Directions:
Copy out, word for word, the stretch of the items that begins with the line containing "for groom and" and ends with the line containing "[5,0,700,441]", including both of those lines.

--- Supplied material ---

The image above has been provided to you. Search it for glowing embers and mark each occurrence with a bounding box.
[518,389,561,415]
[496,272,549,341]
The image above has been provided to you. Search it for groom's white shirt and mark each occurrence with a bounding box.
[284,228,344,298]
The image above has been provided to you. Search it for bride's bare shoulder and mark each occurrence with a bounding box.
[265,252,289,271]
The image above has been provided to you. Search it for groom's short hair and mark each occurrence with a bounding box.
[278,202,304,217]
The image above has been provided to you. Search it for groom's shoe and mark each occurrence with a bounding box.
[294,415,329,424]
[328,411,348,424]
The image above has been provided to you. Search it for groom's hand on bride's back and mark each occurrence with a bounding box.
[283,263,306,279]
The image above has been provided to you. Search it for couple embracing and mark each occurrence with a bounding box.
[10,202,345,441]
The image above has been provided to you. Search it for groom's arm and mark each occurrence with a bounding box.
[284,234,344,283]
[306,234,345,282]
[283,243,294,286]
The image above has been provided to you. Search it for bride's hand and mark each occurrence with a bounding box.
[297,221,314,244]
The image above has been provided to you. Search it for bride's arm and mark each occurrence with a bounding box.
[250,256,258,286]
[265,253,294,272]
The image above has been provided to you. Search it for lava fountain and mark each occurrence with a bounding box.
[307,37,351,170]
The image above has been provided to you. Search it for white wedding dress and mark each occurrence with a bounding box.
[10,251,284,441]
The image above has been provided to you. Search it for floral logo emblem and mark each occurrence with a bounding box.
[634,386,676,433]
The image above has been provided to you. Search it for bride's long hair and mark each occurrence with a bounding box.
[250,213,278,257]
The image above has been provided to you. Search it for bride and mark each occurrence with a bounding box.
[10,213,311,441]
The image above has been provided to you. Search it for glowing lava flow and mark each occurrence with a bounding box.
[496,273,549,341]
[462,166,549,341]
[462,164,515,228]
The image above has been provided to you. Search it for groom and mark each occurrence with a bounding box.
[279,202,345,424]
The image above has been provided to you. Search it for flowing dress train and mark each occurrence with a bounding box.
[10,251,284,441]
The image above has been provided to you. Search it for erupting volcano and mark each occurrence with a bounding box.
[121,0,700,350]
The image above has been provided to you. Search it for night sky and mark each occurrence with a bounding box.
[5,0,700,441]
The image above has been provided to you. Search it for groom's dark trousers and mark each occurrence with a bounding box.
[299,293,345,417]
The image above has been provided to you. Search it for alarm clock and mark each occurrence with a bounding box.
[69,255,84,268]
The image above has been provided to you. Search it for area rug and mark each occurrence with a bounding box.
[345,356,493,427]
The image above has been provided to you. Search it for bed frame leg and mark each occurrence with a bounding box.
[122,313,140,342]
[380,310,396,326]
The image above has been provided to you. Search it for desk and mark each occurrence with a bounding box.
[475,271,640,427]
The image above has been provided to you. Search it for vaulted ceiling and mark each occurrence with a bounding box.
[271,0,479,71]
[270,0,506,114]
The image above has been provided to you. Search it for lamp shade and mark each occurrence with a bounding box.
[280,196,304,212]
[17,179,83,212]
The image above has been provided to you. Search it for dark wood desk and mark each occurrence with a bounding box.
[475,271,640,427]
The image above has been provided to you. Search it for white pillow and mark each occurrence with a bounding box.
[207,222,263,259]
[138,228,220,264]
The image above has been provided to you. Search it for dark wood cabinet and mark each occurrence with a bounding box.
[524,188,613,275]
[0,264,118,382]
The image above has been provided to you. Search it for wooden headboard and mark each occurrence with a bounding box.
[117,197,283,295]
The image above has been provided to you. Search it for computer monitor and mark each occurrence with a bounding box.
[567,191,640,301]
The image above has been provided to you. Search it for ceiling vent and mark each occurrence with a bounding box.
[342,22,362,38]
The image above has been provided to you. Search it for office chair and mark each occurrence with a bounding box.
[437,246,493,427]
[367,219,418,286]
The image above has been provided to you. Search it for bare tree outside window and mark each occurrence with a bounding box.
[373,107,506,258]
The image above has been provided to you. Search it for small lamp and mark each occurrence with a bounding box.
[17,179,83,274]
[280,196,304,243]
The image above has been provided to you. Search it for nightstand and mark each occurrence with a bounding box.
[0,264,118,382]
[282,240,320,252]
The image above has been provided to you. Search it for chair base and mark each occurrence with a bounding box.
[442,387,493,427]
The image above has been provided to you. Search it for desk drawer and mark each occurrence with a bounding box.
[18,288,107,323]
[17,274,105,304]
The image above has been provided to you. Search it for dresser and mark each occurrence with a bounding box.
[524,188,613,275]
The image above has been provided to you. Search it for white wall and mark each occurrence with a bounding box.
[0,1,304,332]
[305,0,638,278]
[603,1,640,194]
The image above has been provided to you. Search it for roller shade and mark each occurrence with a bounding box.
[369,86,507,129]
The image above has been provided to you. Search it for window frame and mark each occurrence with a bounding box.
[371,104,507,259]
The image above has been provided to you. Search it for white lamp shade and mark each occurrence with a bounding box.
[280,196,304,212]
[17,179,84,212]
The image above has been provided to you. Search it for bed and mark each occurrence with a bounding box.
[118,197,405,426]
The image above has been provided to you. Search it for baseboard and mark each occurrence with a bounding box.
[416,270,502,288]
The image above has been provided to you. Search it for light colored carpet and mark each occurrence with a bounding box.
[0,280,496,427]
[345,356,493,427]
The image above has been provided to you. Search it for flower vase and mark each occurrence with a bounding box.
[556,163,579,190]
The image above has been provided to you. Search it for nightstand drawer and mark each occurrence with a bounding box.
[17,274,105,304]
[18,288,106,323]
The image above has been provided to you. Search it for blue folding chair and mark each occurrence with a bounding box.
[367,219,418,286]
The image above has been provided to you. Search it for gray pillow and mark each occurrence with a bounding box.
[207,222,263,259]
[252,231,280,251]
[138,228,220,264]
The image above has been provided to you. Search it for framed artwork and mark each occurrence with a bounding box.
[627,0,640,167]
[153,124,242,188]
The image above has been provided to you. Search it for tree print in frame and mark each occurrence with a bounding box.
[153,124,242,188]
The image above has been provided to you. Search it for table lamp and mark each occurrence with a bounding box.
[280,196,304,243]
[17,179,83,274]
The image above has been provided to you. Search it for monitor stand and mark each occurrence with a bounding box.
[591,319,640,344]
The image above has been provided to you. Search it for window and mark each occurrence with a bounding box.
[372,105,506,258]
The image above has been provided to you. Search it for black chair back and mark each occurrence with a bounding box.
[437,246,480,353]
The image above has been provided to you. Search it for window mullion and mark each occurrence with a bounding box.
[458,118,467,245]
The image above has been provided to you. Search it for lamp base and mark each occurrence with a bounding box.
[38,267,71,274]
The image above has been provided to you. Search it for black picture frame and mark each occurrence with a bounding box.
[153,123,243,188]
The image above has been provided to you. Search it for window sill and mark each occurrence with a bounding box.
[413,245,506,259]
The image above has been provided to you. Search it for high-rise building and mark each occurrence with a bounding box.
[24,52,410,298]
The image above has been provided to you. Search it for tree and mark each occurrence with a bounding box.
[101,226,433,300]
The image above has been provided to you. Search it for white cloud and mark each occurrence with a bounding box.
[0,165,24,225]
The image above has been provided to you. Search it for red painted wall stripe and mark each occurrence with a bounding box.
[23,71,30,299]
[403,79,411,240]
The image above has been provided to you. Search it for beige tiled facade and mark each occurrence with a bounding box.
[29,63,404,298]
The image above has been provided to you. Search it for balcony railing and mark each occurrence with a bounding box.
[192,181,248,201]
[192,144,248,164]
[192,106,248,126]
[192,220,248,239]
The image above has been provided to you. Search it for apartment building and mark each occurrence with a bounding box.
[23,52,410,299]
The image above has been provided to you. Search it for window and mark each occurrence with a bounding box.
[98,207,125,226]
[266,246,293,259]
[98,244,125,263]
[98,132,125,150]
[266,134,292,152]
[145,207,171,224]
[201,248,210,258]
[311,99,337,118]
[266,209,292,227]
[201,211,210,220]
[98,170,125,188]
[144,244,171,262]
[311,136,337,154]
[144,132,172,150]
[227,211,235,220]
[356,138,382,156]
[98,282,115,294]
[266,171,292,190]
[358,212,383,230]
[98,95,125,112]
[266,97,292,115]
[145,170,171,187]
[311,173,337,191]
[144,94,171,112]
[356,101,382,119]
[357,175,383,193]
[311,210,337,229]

---

Task output:
The image above has been provided to you. Search it for groom and mark each occurrence with a bounding box.
[279,202,345,424]
The image above has been provided to you. Search it for flowing dress train and mark each occurrence with a bounding box.
[10,251,284,441]
The image above has been provided to you. Search it for erupting volcano and mark each occurrence with a bounding box.
[121,0,700,350]
The image above has been provided to you. Search it for night sky and mark each occurrence with a bounding box.
[5,0,700,441]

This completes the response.